*TASK DIRECTIONS*: Print every entry exactly as written.

Records contained in a dataset:
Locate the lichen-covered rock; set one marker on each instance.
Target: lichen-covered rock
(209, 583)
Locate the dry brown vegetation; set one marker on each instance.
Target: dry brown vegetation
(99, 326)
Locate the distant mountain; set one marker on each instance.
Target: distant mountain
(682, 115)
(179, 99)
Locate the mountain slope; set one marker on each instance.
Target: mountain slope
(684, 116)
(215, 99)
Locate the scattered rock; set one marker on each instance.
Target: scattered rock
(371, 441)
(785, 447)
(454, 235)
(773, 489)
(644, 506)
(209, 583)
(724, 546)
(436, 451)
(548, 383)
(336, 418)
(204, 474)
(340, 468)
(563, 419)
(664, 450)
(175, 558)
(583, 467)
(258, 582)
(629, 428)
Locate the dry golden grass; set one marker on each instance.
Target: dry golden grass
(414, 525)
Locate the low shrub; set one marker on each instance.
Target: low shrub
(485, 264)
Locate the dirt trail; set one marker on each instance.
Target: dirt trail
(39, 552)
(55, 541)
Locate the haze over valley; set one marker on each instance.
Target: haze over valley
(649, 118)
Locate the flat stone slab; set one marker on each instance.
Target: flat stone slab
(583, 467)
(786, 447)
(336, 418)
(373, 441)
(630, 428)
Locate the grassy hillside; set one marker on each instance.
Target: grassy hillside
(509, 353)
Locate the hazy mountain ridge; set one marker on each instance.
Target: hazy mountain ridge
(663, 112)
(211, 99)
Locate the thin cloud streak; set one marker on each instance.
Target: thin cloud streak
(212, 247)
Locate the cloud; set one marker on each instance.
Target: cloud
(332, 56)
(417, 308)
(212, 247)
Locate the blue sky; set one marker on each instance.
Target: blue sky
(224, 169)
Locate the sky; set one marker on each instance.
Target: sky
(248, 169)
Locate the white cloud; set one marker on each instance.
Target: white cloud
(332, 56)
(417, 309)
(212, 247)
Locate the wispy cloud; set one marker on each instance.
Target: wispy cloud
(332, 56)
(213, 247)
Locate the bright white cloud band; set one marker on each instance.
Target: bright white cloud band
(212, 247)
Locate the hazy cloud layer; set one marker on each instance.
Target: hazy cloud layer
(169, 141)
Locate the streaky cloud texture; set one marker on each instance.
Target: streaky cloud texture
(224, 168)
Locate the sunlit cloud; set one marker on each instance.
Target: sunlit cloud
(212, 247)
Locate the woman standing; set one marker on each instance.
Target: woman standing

*RESPONSE BOX*:
Locate the lichen-covered rock; set one marker on each instance.
Target: lichen-covered rock
(209, 583)
Locate the dry brown vegetation; set one marker on each instance.
Target: dry brown vegetation
(99, 326)
Locate the distant mountain; set one marker on each instance.
Target: distant mountain
(682, 115)
(179, 99)
Locate the mountain slope; set one marker on each instance.
Target: mountain slope
(684, 116)
(215, 99)
Locate the scattered rock; set one marker on each instance.
Target: scattered rock
(371, 441)
(785, 447)
(454, 235)
(773, 489)
(644, 506)
(209, 583)
(724, 546)
(436, 451)
(548, 383)
(336, 418)
(204, 474)
(340, 468)
(563, 419)
(664, 450)
(175, 558)
(583, 467)
(258, 582)
(629, 428)
Locate the dry golden grass; set one marker on each instance.
Target: dry golden grass
(414, 525)
Locate the low shrub; set one marker on each instance.
Target: low shrub
(485, 264)
Locate the dirt trail; set one marker on each instance.
Target: dirt trail
(39, 552)
(55, 541)
Locate the haze over valley; set one marker on each instance.
Target: haze over valley
(649, 118)
Locate the flat stone slab; set one marker on each instance.
Target: flat stone slab
(583, 467)
(786, 447)
(336, 418)
(373, 441)
(630, 428)
Locate the grassy hillside; set one marker on each instance.
Target: grassy hillside
(509, 353)
Locate the hazy mountain ridge; set one marker on each instance.
Target: hazy mountain ridge
(663, 112)
(211, 99)
Locate the thin cloud streak; set one marker on each instance.
Target: thin cloud streak
(212, 247)
Locate the cloud; set one marker on each instance.
Target: cloud
(332, 56)
(417, 308)
(212, 247)
Locate the blue sky; set one marker on each instance.
Target: blue sky
(224, 169)
Locate the sky; set one marker on each instance.
Target: sky
(248, 169)
Locate the white cloud; set one marker on each instance.
Target: white cloud
(332, 56)
(417, 309)
(212, 247)
Locate the wispy cloud; set one marker on each instance.
Target: wispy cloud
(332, 56)
(213, 247)
Locate the bright white cloud band; set one marker on each instance.
Target: bright white cloud band
(212, 247)
Locate the hazy cloud layer; set one marker on each instance.
Target: hazy cloud layer
(169, 141)
Locate the streaky cloud texture; set one marker on each instance.
Target: streaky cloud texture
(224, 168)
Locate the sunlit cloud; set one marker on each instance.
Target: sunlit cloud
(212, 247)
Locate the woman standing; set one marker on each instance.
Target: woman standing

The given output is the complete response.